▶ SEZIONE DEL DOCUMENTO

━━━━━━━━━━━━━━━━━━━━

Don Gottfried Ugolini è un prete e psicologo della Diocesi di Bolzano-Bressanone. Dal 2010 si occupa del tema degli abusi e della tutela delle persone più fragili. Attualmente è responsabile del Servizio di tutela per i minori e le persone vulnerabili della sua Diocesi. Dal 2019 è responsabile anche per il Triveneto e fa parte del consiglio di presidenza del Servizio nazionale della CEI.
- Don Ugolini, cosa sono le commissioni diocesane per la tutela dei minori?
Con la pubblicazione delle Linee guida per la tutela dei minori e delle persone vulnerabili della Conferenza Episcopale Italiana sono stati promossi i Servizi diocesani e regionali. Esse prevedono, oltre a un responsabile diocesano, l’istituzione di una commissione diocesana. Questa è composta da esperti, uomini e donne, chierici, religiosi/religiose e laici con competenze pastorali, pedagogiche, psicologiche, psichiatriche, giuridiche, canonistiche e sociali. Il responsabile, come pure i membri della commissione diocesana, viene nominato e incaricato dall’Ordinario per tre anni. La presenza di esperti indipendenti dalla gerarchia diocesana è essenziale per garantire un lavoro qualificato e trasparente.
Il loro compito è duplice: prima di tutto è quello di promuovere e realizzare programmi di informazione e di formazione per la tutela dei minori e delle persone vulnerabili. Essi mirano a favorire la prevenzione di abusi di potere, di coscienza e sessuale e di altre forme di violenza. Inoltre, intendono qualificare il personale pastorale ed educativo nelle varie aree ecclesiali per riconoscere e intervenire tempestivamente se ci sono sospetti e segni di abuso e di violenza subita. Altrettanto aiutano a identificare atteggiamenti e comportamenti inappropriati nei riguardi dei minori e delle persone vulnerabili.
Un secondo compito della commissione diocesana è quello di offrire consulenza e supporto competente sia per l’Ordinario e i suoi collaboratori sia per la/il responsabile del Centro di ascolto che accoglie le segnalazioni.
- In cosa consiste il vostro lavoro? A che punto siamo in Italia con questa rete?

━━━━━━━━━━━━━━━━━━━━

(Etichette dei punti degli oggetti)

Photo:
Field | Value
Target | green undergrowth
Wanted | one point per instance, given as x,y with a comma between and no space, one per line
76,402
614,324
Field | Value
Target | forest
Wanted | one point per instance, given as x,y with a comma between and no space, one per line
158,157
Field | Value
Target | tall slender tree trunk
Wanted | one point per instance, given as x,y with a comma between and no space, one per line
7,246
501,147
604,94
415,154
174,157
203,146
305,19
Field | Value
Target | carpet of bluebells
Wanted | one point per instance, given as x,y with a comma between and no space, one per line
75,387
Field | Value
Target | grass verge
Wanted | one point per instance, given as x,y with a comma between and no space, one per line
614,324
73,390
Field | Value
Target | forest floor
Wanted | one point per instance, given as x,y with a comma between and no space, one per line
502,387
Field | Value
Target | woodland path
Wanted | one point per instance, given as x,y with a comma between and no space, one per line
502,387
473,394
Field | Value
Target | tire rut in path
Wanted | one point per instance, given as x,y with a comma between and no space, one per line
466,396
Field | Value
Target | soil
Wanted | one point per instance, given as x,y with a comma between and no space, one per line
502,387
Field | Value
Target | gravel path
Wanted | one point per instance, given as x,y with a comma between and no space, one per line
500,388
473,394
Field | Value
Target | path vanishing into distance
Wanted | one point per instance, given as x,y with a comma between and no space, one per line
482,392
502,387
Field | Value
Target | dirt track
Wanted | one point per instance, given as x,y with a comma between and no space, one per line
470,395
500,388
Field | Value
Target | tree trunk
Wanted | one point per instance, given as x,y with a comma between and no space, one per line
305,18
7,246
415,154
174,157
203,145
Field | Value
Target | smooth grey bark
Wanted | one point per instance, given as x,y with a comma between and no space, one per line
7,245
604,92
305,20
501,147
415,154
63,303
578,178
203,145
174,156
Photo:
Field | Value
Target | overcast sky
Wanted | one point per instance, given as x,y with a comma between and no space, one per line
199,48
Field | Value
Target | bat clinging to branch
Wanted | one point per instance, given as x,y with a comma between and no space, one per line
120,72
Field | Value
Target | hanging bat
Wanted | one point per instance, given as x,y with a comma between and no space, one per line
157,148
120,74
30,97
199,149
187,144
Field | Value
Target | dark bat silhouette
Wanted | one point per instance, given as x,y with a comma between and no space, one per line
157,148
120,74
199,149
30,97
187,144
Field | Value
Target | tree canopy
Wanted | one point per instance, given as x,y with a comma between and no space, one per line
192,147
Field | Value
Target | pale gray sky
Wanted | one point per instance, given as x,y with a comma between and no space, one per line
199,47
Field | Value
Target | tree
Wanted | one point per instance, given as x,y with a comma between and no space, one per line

━━━━━━━━━━━━━━━━━━━━

▶ ESERCIZI
1. Trascrivi dal testo sulla tutela dei minori il brano compreso tra "Don Gottfried Ugolini" e "nazionale della CEI.", estremi inclusi.
2. Elenca tutte le competenze che, secondo il testo sulla tutela dei minori, hanno gli esperti che compongono la commissione diocesana.

▶ SOLUZIONI
1.
Don Gottfried Ugolini è un prete e psicologo della Diocesi di Bolzano-Bressanone. Dal 2010 si occupa del tema degli abusi e della tutela delle persone più fragili. Attualmente è responsabile del Servizio di tutela per i minori e le persone vulnerabili della sua Diocesi. Dal 2019 è responsabile anche per il Triveneto e fa parte del consiglio di presidenza del Servizio nazionale della CEI.

2.
- pastorali
- pedagogiche
- psicologiche
- psichiatriche
- giuridiche
- canonistiche
- sociali